— START AVAILABLE RECORDS —

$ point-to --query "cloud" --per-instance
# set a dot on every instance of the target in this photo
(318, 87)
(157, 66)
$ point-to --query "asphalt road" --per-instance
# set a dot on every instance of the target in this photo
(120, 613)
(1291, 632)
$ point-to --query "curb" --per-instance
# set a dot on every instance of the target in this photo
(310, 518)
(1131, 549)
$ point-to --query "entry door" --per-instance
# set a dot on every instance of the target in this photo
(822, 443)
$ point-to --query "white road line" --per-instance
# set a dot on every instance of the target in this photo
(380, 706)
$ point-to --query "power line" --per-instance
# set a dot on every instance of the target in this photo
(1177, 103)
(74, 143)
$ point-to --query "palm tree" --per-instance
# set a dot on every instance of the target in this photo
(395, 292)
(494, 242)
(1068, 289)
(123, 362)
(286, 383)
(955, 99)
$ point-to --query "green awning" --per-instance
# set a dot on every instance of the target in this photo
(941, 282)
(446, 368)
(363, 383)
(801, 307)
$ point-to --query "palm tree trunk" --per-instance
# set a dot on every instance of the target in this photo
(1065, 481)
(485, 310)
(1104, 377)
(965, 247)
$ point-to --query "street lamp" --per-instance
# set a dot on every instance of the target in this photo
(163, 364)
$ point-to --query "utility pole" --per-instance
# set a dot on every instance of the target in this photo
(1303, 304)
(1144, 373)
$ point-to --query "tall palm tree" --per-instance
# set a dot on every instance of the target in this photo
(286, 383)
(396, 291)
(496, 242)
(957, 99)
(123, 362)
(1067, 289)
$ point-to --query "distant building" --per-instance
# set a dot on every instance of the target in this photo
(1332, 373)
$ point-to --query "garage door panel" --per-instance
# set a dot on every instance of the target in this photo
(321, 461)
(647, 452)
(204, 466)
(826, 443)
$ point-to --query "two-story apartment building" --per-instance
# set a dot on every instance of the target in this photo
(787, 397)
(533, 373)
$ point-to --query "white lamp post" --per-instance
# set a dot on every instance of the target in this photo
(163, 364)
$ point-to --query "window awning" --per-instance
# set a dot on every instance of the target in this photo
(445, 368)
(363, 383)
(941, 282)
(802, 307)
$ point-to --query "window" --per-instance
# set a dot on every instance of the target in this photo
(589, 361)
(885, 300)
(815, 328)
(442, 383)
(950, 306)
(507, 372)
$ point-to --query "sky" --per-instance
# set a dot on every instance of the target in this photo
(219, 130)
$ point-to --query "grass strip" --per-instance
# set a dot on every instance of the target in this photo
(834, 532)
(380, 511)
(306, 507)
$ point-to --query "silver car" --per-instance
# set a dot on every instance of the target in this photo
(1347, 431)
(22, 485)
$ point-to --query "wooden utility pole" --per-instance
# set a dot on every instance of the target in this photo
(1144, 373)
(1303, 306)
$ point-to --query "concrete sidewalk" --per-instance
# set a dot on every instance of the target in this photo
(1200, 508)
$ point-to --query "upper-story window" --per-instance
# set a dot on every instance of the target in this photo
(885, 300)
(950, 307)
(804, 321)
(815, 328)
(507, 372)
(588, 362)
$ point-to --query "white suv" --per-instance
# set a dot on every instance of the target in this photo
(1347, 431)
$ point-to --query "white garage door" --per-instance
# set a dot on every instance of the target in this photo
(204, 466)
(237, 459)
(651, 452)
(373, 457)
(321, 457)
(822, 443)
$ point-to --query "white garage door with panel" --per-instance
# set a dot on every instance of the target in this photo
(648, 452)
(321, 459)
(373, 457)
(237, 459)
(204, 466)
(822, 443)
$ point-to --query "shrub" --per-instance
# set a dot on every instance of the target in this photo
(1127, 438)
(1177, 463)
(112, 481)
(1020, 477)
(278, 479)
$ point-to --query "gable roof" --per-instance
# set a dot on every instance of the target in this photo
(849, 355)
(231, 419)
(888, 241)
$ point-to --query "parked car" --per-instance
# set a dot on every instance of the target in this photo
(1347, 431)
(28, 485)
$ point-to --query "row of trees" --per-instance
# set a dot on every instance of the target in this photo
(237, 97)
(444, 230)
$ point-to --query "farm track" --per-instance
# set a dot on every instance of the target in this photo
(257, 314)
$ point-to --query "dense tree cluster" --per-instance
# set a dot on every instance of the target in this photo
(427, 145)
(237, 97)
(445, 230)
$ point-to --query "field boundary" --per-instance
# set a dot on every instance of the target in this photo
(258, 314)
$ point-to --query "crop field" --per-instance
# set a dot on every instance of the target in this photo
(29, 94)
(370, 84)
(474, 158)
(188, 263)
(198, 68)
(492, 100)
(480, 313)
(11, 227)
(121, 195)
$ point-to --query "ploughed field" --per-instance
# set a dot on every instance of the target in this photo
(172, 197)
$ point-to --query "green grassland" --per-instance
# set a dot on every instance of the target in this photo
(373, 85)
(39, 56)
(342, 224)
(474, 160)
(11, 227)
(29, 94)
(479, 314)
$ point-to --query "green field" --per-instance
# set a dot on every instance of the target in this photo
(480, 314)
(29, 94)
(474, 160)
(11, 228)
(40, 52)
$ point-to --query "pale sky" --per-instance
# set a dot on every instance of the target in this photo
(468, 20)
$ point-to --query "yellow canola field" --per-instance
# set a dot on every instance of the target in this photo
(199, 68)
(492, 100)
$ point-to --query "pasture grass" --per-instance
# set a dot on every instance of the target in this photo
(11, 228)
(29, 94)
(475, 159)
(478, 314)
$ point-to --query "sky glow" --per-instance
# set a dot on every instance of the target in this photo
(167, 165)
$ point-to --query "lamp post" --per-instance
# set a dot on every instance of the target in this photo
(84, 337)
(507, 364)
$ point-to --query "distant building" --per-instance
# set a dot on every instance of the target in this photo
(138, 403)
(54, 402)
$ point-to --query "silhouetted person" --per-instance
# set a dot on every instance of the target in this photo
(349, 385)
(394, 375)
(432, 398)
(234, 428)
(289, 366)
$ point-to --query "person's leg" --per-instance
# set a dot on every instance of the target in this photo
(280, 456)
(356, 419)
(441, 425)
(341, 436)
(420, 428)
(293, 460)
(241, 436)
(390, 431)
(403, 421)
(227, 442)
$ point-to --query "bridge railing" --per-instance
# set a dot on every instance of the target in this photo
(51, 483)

— END AVAILABLE RECORDS —

THE REQUEST:
Please scale the lines starting with the first one and going on through the line with "(1332, 373)", and give them all again with the requests unchanged. Multiply every point coordinate in the answers by 0.7 and round each result to a whole number, with halves rounded up.

RESULT:
$ point-to --query "cloud" --per-instance
# set a dot on every instance of the target in this photo
(223, 61)
(110, 46)
$ point-to --query "asphalt road" --per-instance
# set a dot on every instance of the target in this photo
(84, 429)
(904, 442)
$ point-to --query "curb" --per-instance
# set a dot on every instance of the target in this photo
(217, 363)
(792, 384)
$ point-to --query "entry door" --per-instance
# set a dot on every instance of the target in this photo
(575, 310)
$ point-to --query "white road line" --per-instance
# set a dot on every instance of the target in this photo
(266, 494)
$ point-to --query "power line" --per-instance
# set a dot on every instance of the target in this photo
(824, 72)
(52, 100)
$ point-to --query "palm tree" --per-instance
# set a dot on every instance of the target in this photo
(277, 204)
(346, 169)
(748, 202)
(86, 253)
(200, 268)
(669, 69)
$ point-to --query "green awning" --per-instance
# set a dot on every instance of the target in this photo
(659, 197)
(312, 258)
(254, 268)
(561, 215)
$ point-to --query "palm tree trunk" --per-instance
# set a dot on every instance of the target in this photo
(746, 337)
(340, 217)
(773, 264)
(676, 173)
$ point-to --query "street lamp" --per-instance
# set a dot on every instance of the target in this photo
(114, 255)
$ point-to --query "utility pole" --per-instance
# set a dot on every instance of the target in this photo
(912, 213)
(801, 261)
$ point-to --query "tall palm tree" --per-instance
# set a dot on every instance of the target in this photo
(200, 268)
(277, 204)
(347, 169)
(670, 69)
(86, 253)
(747, 202)
$ point-to --query "distant building" --per-instance
# set a dot on every instance of the target in this photo
(932, 261)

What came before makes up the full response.